**** Data provided ****

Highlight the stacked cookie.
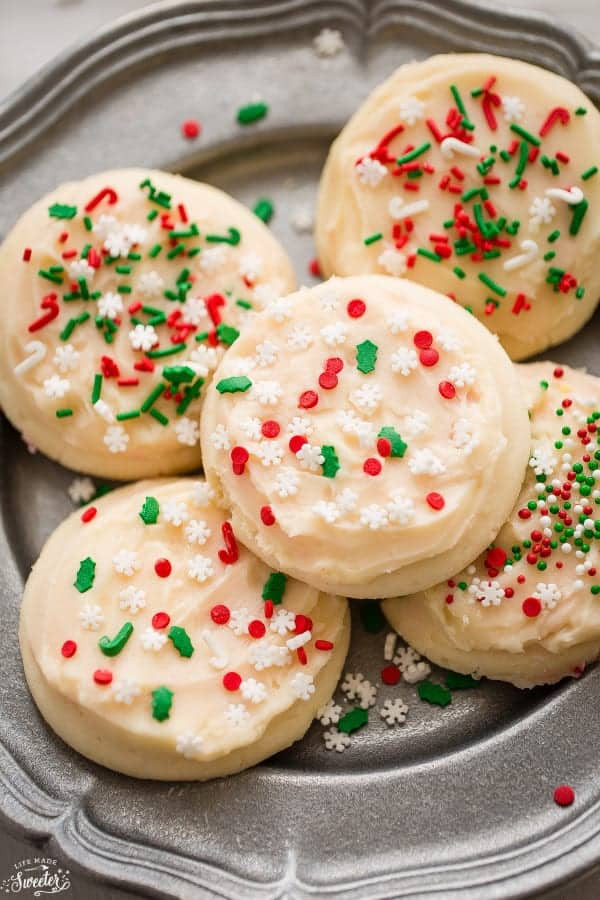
[0,55,600,779]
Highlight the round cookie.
[0,169,295,479]
[316,54,600,359]
[383,362,600,688]
[20,479,350,780]
[201,275,529,598]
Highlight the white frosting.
[21,480,349,779]
[384,362,600,687]
[201,276,529,597]
[0,169,295,478]
[316,54,600,359]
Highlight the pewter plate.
[0,0,600,900]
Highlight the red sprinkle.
[425,491,446,509]
[381,665,401,684]
[522,597,542,619]
[223,672,242,691]
[363,456,381,475]
[154,556,173,578]
[181,119,201,140]
[60,641,77,659]
[260,506,275,525]
[553,784,575,806]
[210,603,231,625]
[152,612,171,628]
[248,619,267,639]
[298,391,319,409]
[346,299,367,319]
[438,381,456,400]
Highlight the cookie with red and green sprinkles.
[0,169,295,479]
[383,362,600,688]
[201,275,529,598]
[20,479,350,780]
[316,54,600,359]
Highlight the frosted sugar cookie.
[201,276,529,597]
[317,54,600,359]
[384,362,600,687]
[0,169,294,479]
[20,480,350,779]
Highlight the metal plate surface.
[0,0,600,900]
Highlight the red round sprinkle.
[438,381,456,400]
[260,506,275,525]
[210,603,231,625]
[325,356,344,375]
[288,434,308,453]
[346,300,367,319]
[425,491,446,509]
[298,391,319,409]
[60,641,77,659]
[315,641,333,650]
[181,119,201,140]
[377,438,392,457]
[260,419,281,437]
[154,557,173,578]
[152,612,171,628]
[554,784,575,806]
[419,347,440,367]
[413,331,433,350]
[294,613,312,634]
[248,619,267,638]
[485,547,508,569]
[363,456,381,475]
[381,665,400,684]
[223,672,242,691]
[319,371,338,391]
[522,597,542,619]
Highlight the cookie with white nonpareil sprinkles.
[20,479,350,780]
[317,54,600,359]
[383,362,600,687]
[201,276,529,598]
[0,169,295,479]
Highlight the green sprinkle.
[152,687,173,722]
[73,556,96,594]
[150,409,169,425]
[168,625,194,659]
[217,322,240,347]
[146,343,187,359]
[446,672,481,691]
[139,497,160,525]
[359,600,385,634]
[338,706,369,734]
[356,340,378,375]
[261,572,287,606]
[98,622,133,656]
[237,101,269,125]
[377,425,408,459]
[48,203,77,219]
[510,122,542,147]
[477,272,506,297]
[216,375,252,394]
[92,372,102,403]
[417,680,452,706]
[321,444,340,478]
[252,197,275,225]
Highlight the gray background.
[0,0,600,900]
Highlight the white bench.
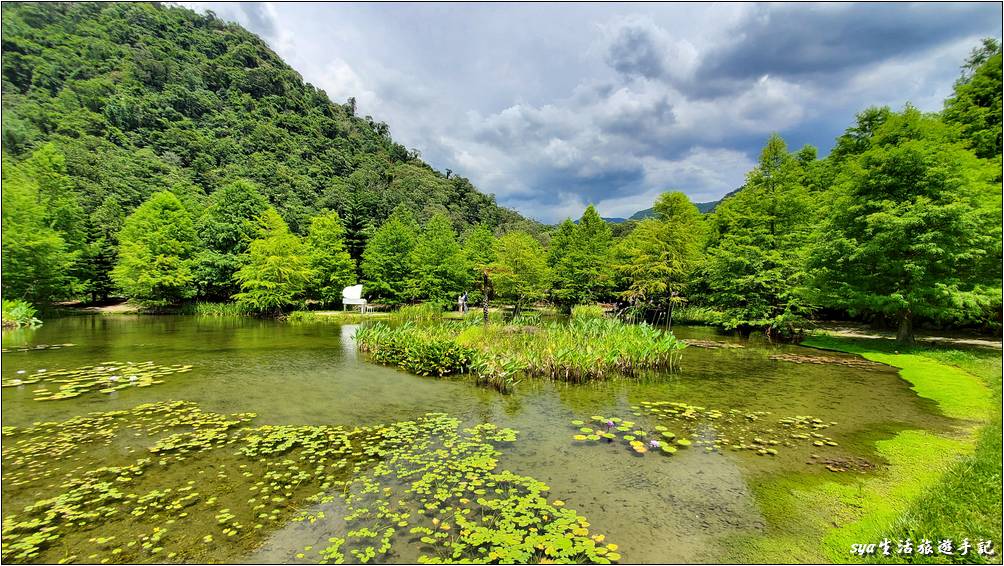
[341,284,366,314]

****

What is expected: Show every line of the listing above that contains the word "sprinkles".

Completed exercise:
Highlight the cookie with red and green sprinkles.
Highlight the cookie with white nonpareil sprinkles.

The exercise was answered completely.